Exercises to complete:
(a) According to the article on the Cabalen restaurant, for how many years has Cabalen been serving Filipino and Pampangueño food?
(b) Write the next part of the article on the Cabalen restaurant, picking up after its final sentence.

4 kinds of ‘lechon,’ other Pampango favorites draw the crowds to this institution | Lifestyle.INQ

OCTOBER 27, 2022

It’s a good thing there are plenty of dinner plates to go around in Cabalen, the restaurant that has been serving Filipino and Pampangueño food for the past 25 years. That’s because in the middle of your meal you’ll probably want to change your plate once, maybe twice.  How can you not, when the buffet table offers a wealth of classic dishes that define Filipino cuisine. Dishes like kare-kare (oxtail in peanut sauce); lechon (roasted whole pig, about which more later); kalderetang bibi (duck stew); sisig (chopped, grilled pork head); adobo (of pork, chicken and snipes); sinigang na ulang (river shrimps cooked in guava soup); and now (in some of its branches) Asian favorites as well, such as tempura, maki and teriyaki.

All are too good to pass up but to make the most of them, you’ll want to taste them not with their sauces running into each other, but separately, the better to savor the nuances and flavors of each dish. Thus, the necessary change of plates in mid-meal, a smart move in which the wait staff is only too willing to assist.

Given entries:
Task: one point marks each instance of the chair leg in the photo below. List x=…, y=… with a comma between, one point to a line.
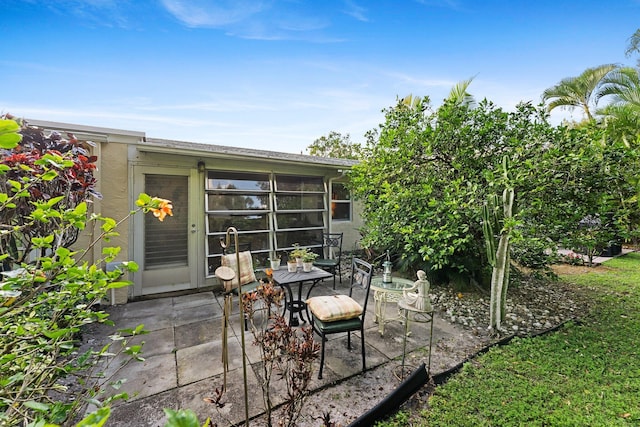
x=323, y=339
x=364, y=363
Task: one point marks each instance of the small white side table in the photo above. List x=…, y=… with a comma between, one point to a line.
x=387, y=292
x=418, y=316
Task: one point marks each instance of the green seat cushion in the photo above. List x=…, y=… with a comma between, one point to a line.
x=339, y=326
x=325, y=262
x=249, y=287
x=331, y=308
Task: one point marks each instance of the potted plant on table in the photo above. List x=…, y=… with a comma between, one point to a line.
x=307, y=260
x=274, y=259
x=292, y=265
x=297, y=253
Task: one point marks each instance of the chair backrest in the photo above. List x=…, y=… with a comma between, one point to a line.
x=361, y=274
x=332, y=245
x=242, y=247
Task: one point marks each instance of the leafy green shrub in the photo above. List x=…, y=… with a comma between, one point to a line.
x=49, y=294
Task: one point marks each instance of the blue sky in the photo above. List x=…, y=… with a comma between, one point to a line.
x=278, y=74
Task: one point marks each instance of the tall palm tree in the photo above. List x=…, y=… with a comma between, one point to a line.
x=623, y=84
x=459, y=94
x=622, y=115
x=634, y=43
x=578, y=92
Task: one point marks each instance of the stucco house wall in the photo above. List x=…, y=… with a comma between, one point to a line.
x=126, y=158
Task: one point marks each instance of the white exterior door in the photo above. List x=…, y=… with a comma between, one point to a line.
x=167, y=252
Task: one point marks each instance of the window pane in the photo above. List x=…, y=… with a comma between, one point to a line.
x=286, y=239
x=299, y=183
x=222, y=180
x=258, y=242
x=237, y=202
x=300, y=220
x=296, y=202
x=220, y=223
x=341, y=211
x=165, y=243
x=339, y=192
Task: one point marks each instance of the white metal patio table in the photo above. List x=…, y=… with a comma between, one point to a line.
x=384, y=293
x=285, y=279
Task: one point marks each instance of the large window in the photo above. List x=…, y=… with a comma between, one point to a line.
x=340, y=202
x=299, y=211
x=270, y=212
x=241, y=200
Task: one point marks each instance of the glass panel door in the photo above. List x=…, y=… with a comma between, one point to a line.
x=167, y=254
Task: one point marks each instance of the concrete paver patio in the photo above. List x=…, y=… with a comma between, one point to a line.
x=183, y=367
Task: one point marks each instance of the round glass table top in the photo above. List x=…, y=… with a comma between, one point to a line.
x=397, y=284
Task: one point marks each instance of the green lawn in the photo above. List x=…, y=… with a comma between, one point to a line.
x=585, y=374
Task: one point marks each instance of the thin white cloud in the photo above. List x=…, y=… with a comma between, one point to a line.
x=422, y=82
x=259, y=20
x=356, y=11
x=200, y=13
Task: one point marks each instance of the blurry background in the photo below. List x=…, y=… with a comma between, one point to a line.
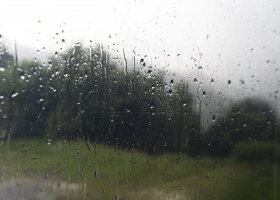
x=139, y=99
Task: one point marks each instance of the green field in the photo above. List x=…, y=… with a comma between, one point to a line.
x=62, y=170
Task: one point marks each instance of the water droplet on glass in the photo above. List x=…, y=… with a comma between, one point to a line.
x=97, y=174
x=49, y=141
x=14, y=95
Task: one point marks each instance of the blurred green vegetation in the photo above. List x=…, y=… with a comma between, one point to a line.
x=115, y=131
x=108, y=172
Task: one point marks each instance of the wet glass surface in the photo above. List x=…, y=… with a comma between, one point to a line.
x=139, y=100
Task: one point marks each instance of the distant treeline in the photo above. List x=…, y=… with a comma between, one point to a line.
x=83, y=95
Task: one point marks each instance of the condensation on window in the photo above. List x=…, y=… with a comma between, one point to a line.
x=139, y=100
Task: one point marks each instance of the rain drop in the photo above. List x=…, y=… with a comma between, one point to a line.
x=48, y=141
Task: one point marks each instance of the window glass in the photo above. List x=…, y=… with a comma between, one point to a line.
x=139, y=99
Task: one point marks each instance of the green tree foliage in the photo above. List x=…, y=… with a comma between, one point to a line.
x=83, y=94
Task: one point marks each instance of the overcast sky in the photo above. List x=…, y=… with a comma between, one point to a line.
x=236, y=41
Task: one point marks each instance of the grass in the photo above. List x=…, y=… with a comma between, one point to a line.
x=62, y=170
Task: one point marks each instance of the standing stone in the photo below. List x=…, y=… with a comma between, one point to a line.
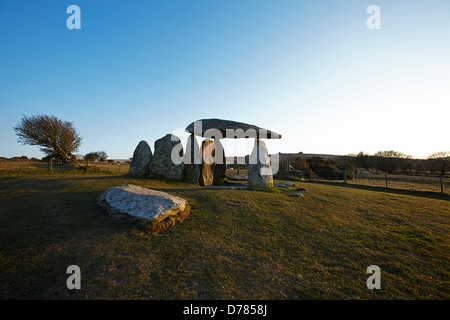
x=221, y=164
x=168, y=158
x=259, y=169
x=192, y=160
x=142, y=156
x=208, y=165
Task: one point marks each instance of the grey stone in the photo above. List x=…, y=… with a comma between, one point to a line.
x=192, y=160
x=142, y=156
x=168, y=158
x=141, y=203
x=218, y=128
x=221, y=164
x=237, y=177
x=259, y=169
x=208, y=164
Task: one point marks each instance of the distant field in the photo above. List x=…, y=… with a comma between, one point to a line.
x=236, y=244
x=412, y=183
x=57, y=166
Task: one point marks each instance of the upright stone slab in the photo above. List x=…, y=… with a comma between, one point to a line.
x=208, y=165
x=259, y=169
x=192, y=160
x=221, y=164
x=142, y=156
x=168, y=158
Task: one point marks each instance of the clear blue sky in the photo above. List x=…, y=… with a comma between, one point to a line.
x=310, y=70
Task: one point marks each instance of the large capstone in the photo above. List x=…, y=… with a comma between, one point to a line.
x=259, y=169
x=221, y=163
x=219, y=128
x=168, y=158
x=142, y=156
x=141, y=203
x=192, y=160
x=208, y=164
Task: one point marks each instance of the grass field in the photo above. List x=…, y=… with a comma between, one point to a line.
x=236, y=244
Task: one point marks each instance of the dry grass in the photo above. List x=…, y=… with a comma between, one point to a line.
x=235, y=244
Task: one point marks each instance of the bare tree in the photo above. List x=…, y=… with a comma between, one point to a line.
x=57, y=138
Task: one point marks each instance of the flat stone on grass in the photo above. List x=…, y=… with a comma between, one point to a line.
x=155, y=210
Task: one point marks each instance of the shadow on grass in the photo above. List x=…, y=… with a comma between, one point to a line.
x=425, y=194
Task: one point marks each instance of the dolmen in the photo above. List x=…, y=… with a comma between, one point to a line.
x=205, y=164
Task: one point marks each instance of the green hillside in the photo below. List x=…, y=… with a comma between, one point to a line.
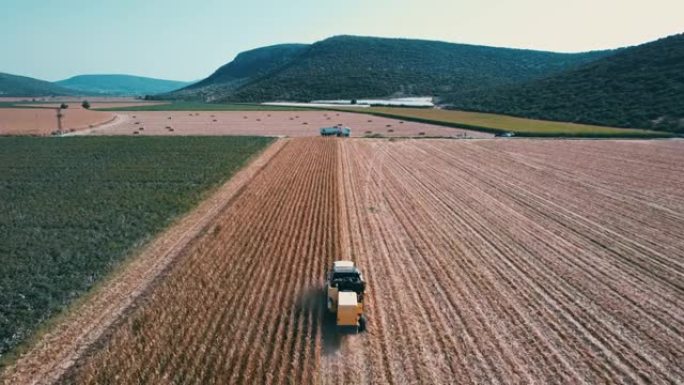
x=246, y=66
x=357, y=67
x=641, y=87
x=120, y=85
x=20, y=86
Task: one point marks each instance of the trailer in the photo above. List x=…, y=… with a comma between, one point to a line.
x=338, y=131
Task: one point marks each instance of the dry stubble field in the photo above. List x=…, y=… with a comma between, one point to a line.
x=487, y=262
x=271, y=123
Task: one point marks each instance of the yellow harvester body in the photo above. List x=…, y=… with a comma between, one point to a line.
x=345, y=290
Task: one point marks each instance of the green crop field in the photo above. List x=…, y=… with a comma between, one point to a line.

Expected answers:
(a) For 25 years.

(b)
It has always been this way at Cabalen, come to think of it.  Even before it began serving buffets, even while it was still a fledgling restaurant in West Avenue, Quezon City, way back in 1986, Cabalen was serving classic Filipino cuisine cooked the Pampangueño way, which meant heavy sauces and gravies as well as a variety of dips and relishes.

Since it was the kind of restaurant where people would come as a group, and food would be served family-style, customers would often order a good number of dishes, making their tables mini buffets unto themselves. When management decided to offer buffet service, it was only formalizing what customers were already doing anyway.

But now that it has reached 25 years of service, owner Maritel Nievera has instituted more changes, while remaining true to the spirit in which Cabalen was founded.  At the Glorietta branch in Makati, the look is a combination of the rustic and the contemporary.  Wooden chairs flank shiny wooden tables, old photographs hang from the wall and the flooring is made of old-fashioned Machuca tiles, which look like unpolished stone. But capiz chandeliers shaped into a rectangular stream and wall mirrors add a modern touch, as does the bright lighting that illuminates the buffet table.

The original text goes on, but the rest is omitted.